━━━━━ Excerpted text ━━━━━

With two full quarters under our belt, the property increase visitation and net theoretical win in the surrounding Durango area by approximately 90% and 88% respectively, while signing up over 55,000 new customers to our database over the same time period. While it's still early days, Durango continues to ramp and remains on track to become one of our highest margin property over the medium and long term, as well as generate a return consistent with or in excess of our prior greenfield developments.
That said and as stated on past earnings calls, we continue to experience cannibalization in line with our expectations primarily at our Red Rock property due to the Durango opening. But consistent with our past performance history, we expect to backfill this revenue given the strong long-term demographic growth profile of the Las Vegas valley and the proximity of our properties to those high-growth areas within the valley.
Based on our success at Durango, we are pleased to announce an expansion of the property. Our current plans for the next phase of Durango will add over 25,000 square feet of additional casino space, including a new high-limit slot and bar area. In total, the expansion will add to Durango casino floor an additional 230 slot machines, including 120 slot machines dedicated to our new high-limit room.
In addition to the expanded casino space, we will be adding an additional covered parking garage with almost 2,000 convenient parking spots, significantly improving customer access to the property while providing us flexibility for future expansions at Durango. While we are still in the planning and budgeting stages of the expansion, we currently expect construction to start later this year. We'll provide more information on this expansion on future earnings calls.
With regard to the rest of our portfolio, we continue to execute on our core strategy of reinvesting in our existing properties to deliver fresh and relevant amenities for our guests, all while remaining focused on best-in-class customer service. With the disruption we experienced at Palace Station from the roadwork that impacted the ingress and egress of the property and the disruption we experienced at the Sunset Station from a major renovation upgrade in the race and sports book and casino both tailing off in the middle of the quarter, the team delivered another strong quarter across all business lines. This quarter marking the 16th consecutive quarter that the Las Vegas operations has delivered adjusted EBITDA margins in excess of 45%.

━━━━━

### Written exercise:
Repeat word for word the passage of the casino earnings remarks that opens with "With regard to" and closes with "excess of 45%.".

━━━━━ Extracted entries ━━━━━

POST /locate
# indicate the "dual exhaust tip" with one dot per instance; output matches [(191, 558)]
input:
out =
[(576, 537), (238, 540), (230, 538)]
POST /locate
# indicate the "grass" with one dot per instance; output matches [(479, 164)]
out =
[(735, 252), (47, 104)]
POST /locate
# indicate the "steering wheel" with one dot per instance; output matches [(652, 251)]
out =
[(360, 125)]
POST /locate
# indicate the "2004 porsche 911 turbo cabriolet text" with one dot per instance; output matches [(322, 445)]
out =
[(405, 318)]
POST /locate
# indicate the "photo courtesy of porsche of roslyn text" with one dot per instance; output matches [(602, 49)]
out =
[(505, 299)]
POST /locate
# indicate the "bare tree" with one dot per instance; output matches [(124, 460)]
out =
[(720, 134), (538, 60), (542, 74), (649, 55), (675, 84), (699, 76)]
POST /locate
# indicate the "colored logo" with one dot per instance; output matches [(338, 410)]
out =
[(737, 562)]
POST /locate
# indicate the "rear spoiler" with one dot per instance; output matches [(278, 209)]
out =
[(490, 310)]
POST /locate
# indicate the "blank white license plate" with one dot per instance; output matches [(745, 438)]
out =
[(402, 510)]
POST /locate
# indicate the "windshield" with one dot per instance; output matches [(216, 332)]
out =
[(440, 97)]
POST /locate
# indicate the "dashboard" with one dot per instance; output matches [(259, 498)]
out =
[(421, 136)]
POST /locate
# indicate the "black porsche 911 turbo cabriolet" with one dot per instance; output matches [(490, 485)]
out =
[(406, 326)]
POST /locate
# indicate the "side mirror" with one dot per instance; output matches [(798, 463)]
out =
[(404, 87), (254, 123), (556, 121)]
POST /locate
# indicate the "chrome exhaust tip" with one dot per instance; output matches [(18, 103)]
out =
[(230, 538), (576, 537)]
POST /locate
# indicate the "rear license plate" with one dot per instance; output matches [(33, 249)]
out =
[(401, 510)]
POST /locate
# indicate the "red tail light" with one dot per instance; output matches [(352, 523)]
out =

━━━━━
━━━━━ Extracted entries ━━━━━

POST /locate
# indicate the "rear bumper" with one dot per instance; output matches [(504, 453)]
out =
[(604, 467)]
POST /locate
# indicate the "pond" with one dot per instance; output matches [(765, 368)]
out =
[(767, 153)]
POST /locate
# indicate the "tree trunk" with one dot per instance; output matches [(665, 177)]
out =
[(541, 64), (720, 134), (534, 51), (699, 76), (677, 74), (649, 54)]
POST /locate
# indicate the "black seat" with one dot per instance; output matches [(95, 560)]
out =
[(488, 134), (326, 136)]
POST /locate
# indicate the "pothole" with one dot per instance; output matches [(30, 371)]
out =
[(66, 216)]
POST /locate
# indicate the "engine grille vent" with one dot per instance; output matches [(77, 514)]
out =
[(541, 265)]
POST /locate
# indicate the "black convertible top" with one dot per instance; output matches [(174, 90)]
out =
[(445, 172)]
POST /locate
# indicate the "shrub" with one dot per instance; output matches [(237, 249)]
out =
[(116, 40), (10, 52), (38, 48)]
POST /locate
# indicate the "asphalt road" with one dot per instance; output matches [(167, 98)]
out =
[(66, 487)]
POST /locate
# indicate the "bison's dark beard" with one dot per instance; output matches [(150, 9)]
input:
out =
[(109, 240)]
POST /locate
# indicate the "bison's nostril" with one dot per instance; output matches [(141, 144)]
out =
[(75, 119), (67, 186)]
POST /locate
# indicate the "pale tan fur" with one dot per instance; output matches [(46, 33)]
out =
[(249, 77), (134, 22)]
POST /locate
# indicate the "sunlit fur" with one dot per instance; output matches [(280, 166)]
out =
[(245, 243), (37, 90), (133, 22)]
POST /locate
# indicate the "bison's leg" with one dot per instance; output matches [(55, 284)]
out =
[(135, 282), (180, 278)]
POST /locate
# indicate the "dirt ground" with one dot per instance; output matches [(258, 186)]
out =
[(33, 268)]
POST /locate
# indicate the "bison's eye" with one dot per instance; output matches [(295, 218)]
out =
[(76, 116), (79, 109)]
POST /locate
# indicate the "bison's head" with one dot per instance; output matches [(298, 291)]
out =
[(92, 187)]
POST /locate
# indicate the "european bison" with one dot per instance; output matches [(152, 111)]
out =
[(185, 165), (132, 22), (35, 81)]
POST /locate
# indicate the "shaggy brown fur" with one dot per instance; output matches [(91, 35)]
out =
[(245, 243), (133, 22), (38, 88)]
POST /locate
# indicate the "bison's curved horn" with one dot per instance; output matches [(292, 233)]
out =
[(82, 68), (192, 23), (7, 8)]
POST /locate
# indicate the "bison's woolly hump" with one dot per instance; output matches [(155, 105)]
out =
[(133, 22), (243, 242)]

━━━━━

### Correct result:
With regard to the rest of our portfolio, we continue to execute on our core strategy of reinvesting in our existing properties to deliver fresh and relevant amenities for our guests, all while remaining focused on best-in-class customer service. With the disruption we experienced at Palace Station from the roadwork that impacted the ingress and egress of the property and the disruption we experienced at the Sunset Station from a major renovation upgrade in the race and sports book and casino both tailing off in the middle of the quarter, the team delivered another strong quarter across all business lines. This quarter marking the 16th consecutive quarter that the Las Vegas operations has delivered adjusted EBITDA margins in excess of 45%.